* [AIM OF THE EXERCISE]: The data must be reproduced verbatim; images are to be omitted.

* [Image point grounding data]:
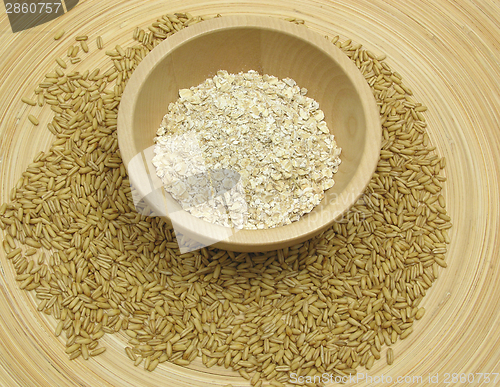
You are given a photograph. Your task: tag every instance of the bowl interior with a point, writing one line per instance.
(269, 47)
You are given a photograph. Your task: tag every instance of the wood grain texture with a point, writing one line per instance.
(446, 51)
(271, 46)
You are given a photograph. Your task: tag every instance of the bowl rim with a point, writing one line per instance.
(281, 236)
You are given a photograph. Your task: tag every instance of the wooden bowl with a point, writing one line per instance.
(270, 46)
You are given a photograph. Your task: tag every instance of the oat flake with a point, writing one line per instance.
(246, 151)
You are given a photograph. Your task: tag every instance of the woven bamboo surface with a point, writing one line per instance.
(448, 52)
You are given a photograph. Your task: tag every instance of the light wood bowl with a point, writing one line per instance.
(446, 51)
(269, 46)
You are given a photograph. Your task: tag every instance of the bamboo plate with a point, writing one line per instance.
(446, 51)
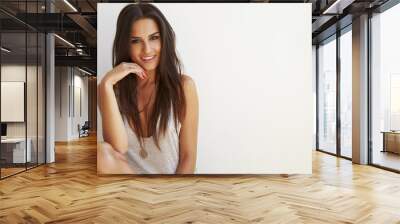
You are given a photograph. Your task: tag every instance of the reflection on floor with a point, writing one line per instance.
(387, 159)
(70, 191)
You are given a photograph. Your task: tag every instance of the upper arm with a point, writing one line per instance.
(189, 124)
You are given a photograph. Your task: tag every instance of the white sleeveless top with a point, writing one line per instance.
(164, 161)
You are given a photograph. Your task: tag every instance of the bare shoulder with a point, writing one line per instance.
(188, 83)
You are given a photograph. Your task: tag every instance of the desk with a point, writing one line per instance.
(391, 141)
(13, 150)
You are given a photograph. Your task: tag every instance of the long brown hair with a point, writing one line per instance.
(168, 81)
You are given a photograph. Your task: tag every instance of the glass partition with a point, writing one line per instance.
(327, 96)
(385, 89)
(346, 93)
(22, 77)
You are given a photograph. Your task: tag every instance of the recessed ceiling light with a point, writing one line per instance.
(64, 40)
(70, 5)
(5, 50)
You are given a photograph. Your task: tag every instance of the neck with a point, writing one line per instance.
(150, 79)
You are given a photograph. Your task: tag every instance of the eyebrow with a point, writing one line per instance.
(133, 37)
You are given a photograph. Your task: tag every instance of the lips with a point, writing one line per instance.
(148, 58)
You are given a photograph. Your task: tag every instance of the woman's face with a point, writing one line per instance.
(145, 44)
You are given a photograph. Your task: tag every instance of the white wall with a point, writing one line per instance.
(252, 68)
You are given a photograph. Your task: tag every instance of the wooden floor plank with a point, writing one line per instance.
(70, 191)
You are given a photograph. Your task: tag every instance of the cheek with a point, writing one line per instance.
(134, 53)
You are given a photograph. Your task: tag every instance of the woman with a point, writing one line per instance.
(149, 108)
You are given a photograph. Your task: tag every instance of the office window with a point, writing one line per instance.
(346, 93)
(385, 88)
(22, 88)
(327, 96)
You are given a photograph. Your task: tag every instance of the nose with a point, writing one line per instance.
(147, 47)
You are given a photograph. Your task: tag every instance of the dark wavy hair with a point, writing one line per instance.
(168, 80)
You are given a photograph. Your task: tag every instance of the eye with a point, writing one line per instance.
(134, 41)
(154, 37)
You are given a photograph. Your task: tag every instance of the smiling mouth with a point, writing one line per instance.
(147, 59)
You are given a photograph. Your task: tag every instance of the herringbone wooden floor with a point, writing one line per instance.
(70, 191)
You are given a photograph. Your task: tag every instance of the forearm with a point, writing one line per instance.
(113, 127)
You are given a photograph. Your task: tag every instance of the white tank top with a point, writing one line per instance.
(164, 161)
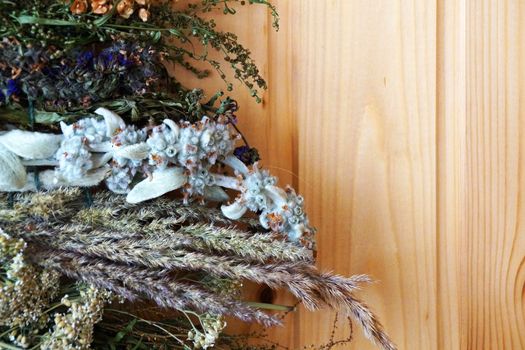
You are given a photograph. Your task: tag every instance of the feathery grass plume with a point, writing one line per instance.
(153, 284)
(311, 287)
(163, 249)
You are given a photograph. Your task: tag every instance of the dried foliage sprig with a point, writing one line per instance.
(147, 255)
(135, 283)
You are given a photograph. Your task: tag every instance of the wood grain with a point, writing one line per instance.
(402, 123)
(492, 261)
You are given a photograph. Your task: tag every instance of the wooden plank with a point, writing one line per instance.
(364, 90)
(492, 267)
(451, 170)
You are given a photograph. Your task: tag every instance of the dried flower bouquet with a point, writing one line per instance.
(130, 218)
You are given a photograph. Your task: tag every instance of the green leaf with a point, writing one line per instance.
(120, 335)
(45, 21)
(104, 19)
(155, 36)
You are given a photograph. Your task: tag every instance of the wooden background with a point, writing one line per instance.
(402, 123)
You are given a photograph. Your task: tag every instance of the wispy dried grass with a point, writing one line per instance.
(136, 250)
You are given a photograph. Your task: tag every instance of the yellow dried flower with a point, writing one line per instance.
(125, 8)
(79, 7)
(100, 7)
(144, 14)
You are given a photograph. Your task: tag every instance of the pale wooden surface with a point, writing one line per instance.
(402, 124)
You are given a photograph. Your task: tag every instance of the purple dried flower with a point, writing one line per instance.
(13, 88)
(247, 155)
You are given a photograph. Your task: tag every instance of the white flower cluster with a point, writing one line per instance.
(212, 327)
(25, 291)
(149, 162)
(281, 211)
(74, 330)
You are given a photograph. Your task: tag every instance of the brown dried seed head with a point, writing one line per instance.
(79, 7)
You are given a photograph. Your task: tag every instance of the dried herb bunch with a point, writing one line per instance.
(141, 253)
(45, 41)
(86, 99)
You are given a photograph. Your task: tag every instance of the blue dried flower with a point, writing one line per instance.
(247, 155)
(85, 59)
(13, 88)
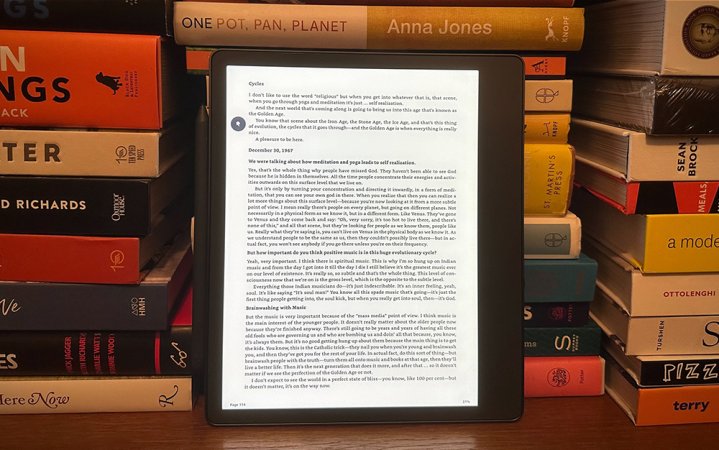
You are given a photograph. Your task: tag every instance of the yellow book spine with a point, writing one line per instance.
(548, 172)
(681, 243)
(546, 128)
(378, 27)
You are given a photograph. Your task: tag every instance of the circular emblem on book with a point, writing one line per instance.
(700, 33)
(558, 377)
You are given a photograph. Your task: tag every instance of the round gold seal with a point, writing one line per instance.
(701, 32)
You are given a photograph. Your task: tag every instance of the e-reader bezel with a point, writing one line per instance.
(499, 228)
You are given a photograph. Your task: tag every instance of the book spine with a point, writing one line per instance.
(548, 95)
(71, 306)
(556, 314)
(96, 353)
(42, 87)
(559, 376)
(548, 172)
(556, 341)
(91, 395)
(119, 16)
(377, 27)
(560, 280)
(542, 128)
(78, 259)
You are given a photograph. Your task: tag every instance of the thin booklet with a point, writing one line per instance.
(365, 237)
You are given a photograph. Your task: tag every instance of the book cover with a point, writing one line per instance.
(546, 128)
(670, 370)
(100, 353)
(654, 243)
(548, 173)
(56, 395)
(659, 105)
(667, 37)
(557, 314)
(199, 23)
(560, 376)
(667, 405)
(90, 206)
(647, 197)
(548, 95)
(138, 80)
(92, 153)
(86, 259)
(83, 306)
(117, 16)
(656, 335)
(552, 237)
(646, 294)
(641, 157)
(584, 340)
(559, 280)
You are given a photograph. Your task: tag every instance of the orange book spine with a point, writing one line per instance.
(93, 80)
(75, 259)
(560, 376)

* [TASK ANSWER]:
You are given a photograph. Your task: tag every instance of the bowl interior with a point, writing one line per instance.
(269, 47)
You are given a photograph. Your task: tag every instance of the wood grain texture with a point, writing one line per instance.
(446, 51)
(271, 46)
You are given a photograph. Your task: tag every instance of the bowl rim with a point, writing one line per instance.
(281, 236)
You are given a photograph. Your task: tag every instance of the wooden bowl with a point, writing one line per instance.
(270, 46)
You are given a photograph. Your task: tag every instance of the oat flake with a point, writing one line per instance.
(246, 151)
You are given a photograph. Your task: tag every instance of the woven bamboo surface with a point, writing one line per instance.
(448, 52)
You are given a photograph. Your task: tag every instance of the light wood bowl with a point, writing one line per instance.
(446, 51)
(269, 46)
You are given a photograph. Your task: tag every instance of the bamboo plate with a point, writing one line per instance.
(446, 51)
You are given a photograph. Your task: tag every instance of the reflection on floor with a point, writing one line per instance.
(387, 159)
(70, 191)
You are given a photograph. Your task: tag every instance of the upper arm with a point, writing one line per instance.
(189, 124)
You are given a photograph. Your task: tag every instance of the white sleeveless top with a point, writing one line per instance.
(164, 161)
You are given a photograph. Your task: tag every instance of the bare shoulder with a point, writing one line per instance.
(188, 83)
You are given a photograph. Your task: tag every instance of the desk with a point, writing one line per instance.
(391, 141)
(13, 150)
You are given a photograph. Your task: tag every instance of the long brown hair with a point, writing one line per instance.
(168, 81)
You are given a photograph. Your task: tag every instance of the glass partition with a point, writing one line per instance.
(327, 96)
(385, 89)
(346, 93)
(22, 77)
You are given a photograph. Your task: tag every instance of the recessed ceiling light with a point, writing one line per instance.
(64, 40)
(70, 5)
(5, 50)
You are given a photograph. Your task: tag every instance of the neck with a point, writing one line per instance.
(150, 79)
You are given a photograph. Your task: tag every instance of the eyebrow with a point, writing one line per instance.
(133, 37)
You are given a photograph. Your task: tag every instance of the lips with a point, writing one line per instance.
(148, 58)
You are given a photograph. Your task: tag every instance of the woman's face with a point, writing one line per instance.
(145, 44)
You are given a photograph. Your task: tag every instance of the white wall with a point, writing one line per instance.
(252, 68)
You are given a photograph. Your task: tag every instance of the wooden floor plank with a point, writing one line per instance.
(70, 191)
You are given a photograph. Your task: tag every instance of the cheek with a point, writing one line per instance.
(134, 53)
You are given a photograph. Your task: tag every instance of the woman with a point, writing one line per instance.
(149, 108)
You are given a photograph. Your task: tag every instance of the office window with a point, writing one line per instance.
(346, 93)
(385, 88)
(22, 88)
(327, 96)
You are given a photograph. Your task: tag every instance of the nose with a point, writing one line per instance.
(147, 47)
You are given a photograph. Your task: tag every instance of the dark wavy hair with a point, writing one line per instance.
(168, 80)
You are given a photograph. Your task: tag every instance of the eye with a point, writing one line per instance.
(134, 41)
(154, 37)
You are given a photograph. Your task: tag every instance of the smiling mouth with a point, writing one line per instance.
(147, 59)
You are given a photograph. Your task: tag every instance of the herringbone wooden floor with a point, writing one line per instance.
(70, 191)
You are given a photograph. Your task: tag every instance of the forearm with a point, writing one line per instance.
(113, 127)
You are given a photograph. Your task: tag every instance of the white tank top with a point, writing one line per instance.
(164, 161)
You are given a photograph. Your task: tag every instance of the feathery grass plume with a point, writing one line per instance.
(153, 284)
(311, 287)
(163, 249)
You are given a photograph. Your task: tag every instance of the dried foliage sprig with a point, writing one line per instance.
(147, 255)
(135, 283)
You are given a photograph. Your task: tag every instance of the wood grain with a point, writing one line per instance.
(402, 123)
(492, 261)
You are given a photograph. Your task: tag every instance of the wooden plank with a point, writing one line per instance.
(364, 90)
(492, 267)
(451, 170)
You are given a photograph. Your task: tag every instance of the dried flower bouquet with a point, writing one line per instance.
(130, 218)
You are given a photograph. Your task: tag every instance of the green leaf with a point, writing one line per instance.
(120, 335)
(45, 21)
(104, 19)
(155, 36)
You are given a photograph. Your task: tag every instance of the wooden background with a point, writing one line per instance.
(402, 123)
You are given a photograph. Your task: tag every instance of the wispy dried grass with a point, writing one line per instance.
(136, 250)
You are given a photograph. Your task: tag every instance of the yellow dried flower with a point, writing one line per instance.
(125, 8)
(79, 7)
(100, 7)
(144, 14)
You are given a photograph. Your task: tag every instance of the pale wooden surface with a point, writing one line per instance.
(402, 124)
You are given a photograph. Your task: tag every instance of the purple dried flower with a point, writing one line per instance.
(13, 88)
(247, 155)
You are given a photograph. Your task: tag every instance of the white flower cluster with a point, writing one line per instance.
(212, 327)
(25, 291)
(149, 162)
(281, 211)
(74, 330)
You are given a photograph. Your task: tag every instance of the brown dried seed head with a point, writing one line per instance.
(79, 7)
You are given a photograph. Your task: tag every instance of the dried herb bunch with a point, writing one line per instance.
(141, 253)
(45, 41)
(86, 99)
You are given a photograph. Your task: tag every instance of the blue dried flower with a point, writing one line per instance.
(247, 155)
(85, 59)
(13, 88)
You are given a photograph. Your task: tag every instance of the yellow book spine with a point, writing one line per instance.
(548, 172)
(681, 243)
(546, 128)
(378, 27)
You are given a photograph. Your task: tag every instance of the circular emblem on book with a point, writing one line per instance.
(700, 33)
(558, 377)
You are given a photograph. Your task: tag every instance of the round gold seal with a point, writing one line per instance.
(701, 32)
You are given a photograph. Your task: tag every instance of the e-reader bezel with a point, writing one line per instance.
(499, 228)
You are given a photograph. Your task: tag every instance of the book spine with a point, writing one line per instance.
(548, 95)
(71, 306)
(556, 314)
(96, 353)
(42, 87)
(559, 376)
(548, 172)
(556, 341)
(91, 395)
(119, 16)
(377, 27)
(560, 280)
(542, 128)
(78, 259)
You are given a photograph. Your task: tag every instance of the thin booklet with a point, writing one line per instance.
(365, 237)
You are given a photograph. Your task: tag every instance of the book cover with a point, writing one line per instance.
(546, 128)
(670, 370)
(100, 353)
(654, 243)
(548, 173)
(56, 395)
(659, 105)
(667, 37)
(557, 314)
(199, 23)
(560, 376)
(667, 405)
(90, 206)
(647, 197)
(548, 95)
(138, 80)
(92, 153)
(86, 259)
(83, 306)
(117, 16)
(656, 335)
(552, 237)
(646, 294)
(641, 157)
(584, 340)
(559, 280)
You are given a photograph. Your task: tag every instance of the orange book spine with a point, writing one line per instance.
(93, 80)
(75, 259)
(560, 376)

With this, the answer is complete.